• **SUPPLIED PASSAGE**
Care Options

Making a decision on what health care services work best for a patient can be tricky, demanding, and overwhelming. While it may be easy to decide what type of care is needed, actually making the choice on who will deliver that care can be stressful. Selecting care doesn’t have to be difficult.

In-Home Aide

Anytime an outside caregiver will be going into the home, it is important to meet them ahead of time and discuss needs in advance. Both patient and caregiver should be involved in the interview process as the in-home aide will be assisting both of them with daily needs and tasks. Ask questions in regards to an aide’s training, availability, care philosophy, background and experience, especially if the patient has dementia. If you find upon interviewing that an aide is not the best fit, interview others. Never hire someone that makes the patient or family members uncomfortable. However, if an aide is being provided by a government run program, options may be limited..

Home Healthcare

Home Healthcare is usually ordered by a doctor. While most people think of nursing care when it comes to home healthcare services, there are many other health services available in addition to skilled nursing. Caregivers and patients may have access to in-home treatments from physical, occupational, and speech therapists while on the road to recovery. Patients and family members can seek assistance through social workers, discharge planners, or case managers. These individuals can help a patient find and make the best choices for their needs. The goal is to manage and treat an illness, while allowing the patient to regain their independence and work toward being self-sufficient once again.

• **COMPLETE THE FOLLOWING**
- 1) According to the care options passage, what should you ask an in-home aide about?
- 2) Write the next part of the care options passage, picking up after its final sentence.
The stored data entries that come next have nothing to do with this.

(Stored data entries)
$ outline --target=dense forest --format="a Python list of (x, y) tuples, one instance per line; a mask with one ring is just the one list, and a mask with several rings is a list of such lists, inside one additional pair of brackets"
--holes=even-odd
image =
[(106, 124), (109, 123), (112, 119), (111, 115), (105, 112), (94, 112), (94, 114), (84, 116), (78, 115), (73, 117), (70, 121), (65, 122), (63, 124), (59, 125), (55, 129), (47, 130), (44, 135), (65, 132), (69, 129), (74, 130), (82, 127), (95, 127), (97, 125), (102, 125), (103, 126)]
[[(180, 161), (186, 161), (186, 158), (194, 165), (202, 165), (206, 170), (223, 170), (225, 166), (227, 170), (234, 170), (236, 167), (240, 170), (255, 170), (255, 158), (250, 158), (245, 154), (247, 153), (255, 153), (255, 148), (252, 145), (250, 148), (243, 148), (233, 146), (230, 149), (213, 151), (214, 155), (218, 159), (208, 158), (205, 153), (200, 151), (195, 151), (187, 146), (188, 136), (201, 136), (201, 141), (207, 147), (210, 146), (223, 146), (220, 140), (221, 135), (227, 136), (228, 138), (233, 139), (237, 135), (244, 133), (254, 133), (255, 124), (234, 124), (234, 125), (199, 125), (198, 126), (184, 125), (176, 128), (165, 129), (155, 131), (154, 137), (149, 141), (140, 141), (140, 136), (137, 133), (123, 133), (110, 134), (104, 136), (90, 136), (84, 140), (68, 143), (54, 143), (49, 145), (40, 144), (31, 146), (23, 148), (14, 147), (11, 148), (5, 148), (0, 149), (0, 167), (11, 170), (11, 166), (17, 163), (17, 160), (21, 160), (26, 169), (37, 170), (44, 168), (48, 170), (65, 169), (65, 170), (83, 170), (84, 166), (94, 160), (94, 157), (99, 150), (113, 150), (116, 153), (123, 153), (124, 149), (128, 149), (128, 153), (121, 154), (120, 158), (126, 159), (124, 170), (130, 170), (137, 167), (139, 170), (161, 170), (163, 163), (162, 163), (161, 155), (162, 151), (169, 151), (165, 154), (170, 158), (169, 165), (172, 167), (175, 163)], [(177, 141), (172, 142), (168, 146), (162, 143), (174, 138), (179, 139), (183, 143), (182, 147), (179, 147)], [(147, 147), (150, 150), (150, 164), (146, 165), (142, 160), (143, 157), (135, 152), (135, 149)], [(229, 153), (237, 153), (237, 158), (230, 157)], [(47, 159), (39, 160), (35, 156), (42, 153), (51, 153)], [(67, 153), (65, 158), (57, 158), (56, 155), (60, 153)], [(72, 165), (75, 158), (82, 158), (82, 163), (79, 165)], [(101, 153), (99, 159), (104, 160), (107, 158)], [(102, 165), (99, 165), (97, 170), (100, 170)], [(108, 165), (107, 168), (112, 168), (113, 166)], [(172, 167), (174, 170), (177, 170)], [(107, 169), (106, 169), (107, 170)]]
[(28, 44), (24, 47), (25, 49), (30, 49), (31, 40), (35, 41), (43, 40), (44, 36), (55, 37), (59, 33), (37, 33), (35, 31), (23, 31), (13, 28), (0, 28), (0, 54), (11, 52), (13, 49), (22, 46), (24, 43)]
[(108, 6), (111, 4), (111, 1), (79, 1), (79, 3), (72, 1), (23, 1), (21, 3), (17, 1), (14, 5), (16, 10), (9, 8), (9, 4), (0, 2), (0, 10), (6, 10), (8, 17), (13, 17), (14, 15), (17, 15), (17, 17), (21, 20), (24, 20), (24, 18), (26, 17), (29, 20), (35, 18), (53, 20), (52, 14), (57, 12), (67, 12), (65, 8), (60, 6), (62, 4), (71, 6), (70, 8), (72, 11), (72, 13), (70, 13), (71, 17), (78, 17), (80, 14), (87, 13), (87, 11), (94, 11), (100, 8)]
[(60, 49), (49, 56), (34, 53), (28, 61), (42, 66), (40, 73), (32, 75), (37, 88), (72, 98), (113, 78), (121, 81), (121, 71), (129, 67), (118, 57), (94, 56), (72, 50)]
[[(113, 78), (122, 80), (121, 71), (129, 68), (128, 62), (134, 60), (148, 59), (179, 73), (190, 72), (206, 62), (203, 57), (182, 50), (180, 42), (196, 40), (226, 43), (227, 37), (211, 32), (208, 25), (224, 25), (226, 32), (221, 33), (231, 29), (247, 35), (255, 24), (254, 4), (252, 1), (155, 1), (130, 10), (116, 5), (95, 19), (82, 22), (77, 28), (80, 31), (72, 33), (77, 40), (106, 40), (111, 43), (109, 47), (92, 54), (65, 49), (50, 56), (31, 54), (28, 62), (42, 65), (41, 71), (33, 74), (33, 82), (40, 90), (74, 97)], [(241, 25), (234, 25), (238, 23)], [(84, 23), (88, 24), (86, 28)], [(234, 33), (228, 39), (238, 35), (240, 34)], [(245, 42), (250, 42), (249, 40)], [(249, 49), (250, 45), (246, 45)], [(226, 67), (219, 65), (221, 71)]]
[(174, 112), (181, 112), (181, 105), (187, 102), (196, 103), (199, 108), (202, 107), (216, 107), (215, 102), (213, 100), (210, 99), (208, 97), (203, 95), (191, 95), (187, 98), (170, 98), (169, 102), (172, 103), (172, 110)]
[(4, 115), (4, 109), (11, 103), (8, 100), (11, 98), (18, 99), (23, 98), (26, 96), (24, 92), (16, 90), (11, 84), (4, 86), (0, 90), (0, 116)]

• **RESPONSES TO THE EXERCISE**
- 1) Training, availability, care philosophy, background, and experience.

- 2)
Adult Day Center

Day centers provide supervision, attention, and socialization. Patients, including those who wander, can benefit from day centers. Participating socially in a variety of activities, while accommodating supervision needs, at day centers can keep patients active and alleviate loneliness and isolation. When choosing a center, audition several and speak with staff regarding the patient’s needs. Most day centers will not provide complete care, so ensure this is addressed in an introductory conversation. Evaluate the physical surroundings, building cleanliness and comfort, programming, and feedback from other center attendees. If possible, attend some functions and programs prior to enrollment to ensure this is where the patient should be.

Residential Care

When a patient enters residential care, it is important to be thorough and educated in the choice of the facility. Loved ones and former caregivers will not be available 24 hours a day to observe the practiced care. Take time choosing a residential home, making sure to find the right fit before committing. Observe the care given. Speak with staff and other residents. Ask questions about care, socialization, and the facility itself. The physical environment should be one that is friendly, inviting, clean, and appropriate for the patient. In addition, it is completely appropriate to make a spontaneous visit on an off hour to observe the level of care compared to when the tour or session was given. In the end, study up on all of your options. Evaluate facitlities according to what is best for the patient and make an educated decision.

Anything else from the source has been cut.